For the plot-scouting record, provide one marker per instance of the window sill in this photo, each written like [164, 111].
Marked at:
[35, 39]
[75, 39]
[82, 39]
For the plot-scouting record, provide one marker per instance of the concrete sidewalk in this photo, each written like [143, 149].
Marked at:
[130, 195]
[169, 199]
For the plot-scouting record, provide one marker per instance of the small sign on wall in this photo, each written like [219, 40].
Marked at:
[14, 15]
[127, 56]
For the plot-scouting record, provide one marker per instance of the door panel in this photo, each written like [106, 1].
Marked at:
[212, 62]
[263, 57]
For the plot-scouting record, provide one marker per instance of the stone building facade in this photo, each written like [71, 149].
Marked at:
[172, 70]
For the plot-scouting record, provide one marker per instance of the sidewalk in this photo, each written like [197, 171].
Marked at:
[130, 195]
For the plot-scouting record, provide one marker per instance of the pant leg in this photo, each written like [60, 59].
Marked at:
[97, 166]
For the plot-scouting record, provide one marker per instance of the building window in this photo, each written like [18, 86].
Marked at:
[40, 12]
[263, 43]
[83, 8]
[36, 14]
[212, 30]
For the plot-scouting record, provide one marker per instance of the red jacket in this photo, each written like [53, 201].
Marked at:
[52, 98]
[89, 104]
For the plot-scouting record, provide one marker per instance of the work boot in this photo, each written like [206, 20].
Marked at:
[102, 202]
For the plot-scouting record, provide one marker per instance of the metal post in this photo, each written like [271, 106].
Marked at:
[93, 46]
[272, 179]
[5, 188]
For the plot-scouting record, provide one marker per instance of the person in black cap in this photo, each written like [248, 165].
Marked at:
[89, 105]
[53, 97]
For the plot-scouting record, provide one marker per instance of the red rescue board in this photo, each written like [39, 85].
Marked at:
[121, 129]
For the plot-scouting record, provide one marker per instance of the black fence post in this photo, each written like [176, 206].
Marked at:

○ ○ ○ ○

• Requirements: Switch "plot-scouting record" to "location survey" everywhere it appears in the material above, and write out all of its lines again with nothing else changed.

• Solved problem:
For the location survey, provide one marker per instance of the window sill in this photo, each written like [164, 111].
Marked at:
[35, 39]
[75, 39]
[82, 39]
For the location survey, provide one marker per instance of the concrete sidewalk in this photo, each written like [143, 149].
Marked at:
[130, 195]
[169, 199]
For the location survey, provide one marker per instance of the small sign on wall in this photo, each written like [219, 40].
Marked at:
[14, 15]
[127, 56]
For the location survey, provide one marker per instance of the door panel in this photo, each written like [106, 1].
Marked at:
[212, 62]
[263, 57]
For the location survey, provide one marker per instance of the stone building facade in this photo, each written like [71, 149].
Marked at:
[172, 70]
For the location survey, provide one marker per instance of the sidewalk in this photo, each written like [197, 171].
Marked at:
[130, 195]
For the location survey, provide one marker per instance of the pant leg in this photo, each written like [60, 59].
Marked at:
[97, 166]
For the location survey, provide one marker per instance of the building window in this photo, each written like [18, 86].
Marked at:
[40, 12]
[263, 43]
[83, 8]
[36, 14]
[212, 30]
For the location survey, provide one marker per instance of the red jacket in this photo, each written like [53, 201].
Marked at:
[52, 98]
[89, 104]
For the location survey, provide one marker per instance of the work boot in this photo, each written like [206, 20].
Marked at:
[102, 202]
For the location survey, provide one marker per instance of the metal post in this photo, each written like [271, 106].
Marked at:
[93, 46]
[272, 179]
[5, 188]
For the location survey, provide one marker per instance of the person in black cap in this photo, each written like [248, 165].
Marked at:
[89, 105]
[53, 97]
For the location survey, provide one marker per instance of the red rescue board in this photo, each written like [39, 85].
Marked at:
[121, 129]
For the location survey, provide one marker per instance of the black fence post in this photo, each written like [176, 206].
Marked at:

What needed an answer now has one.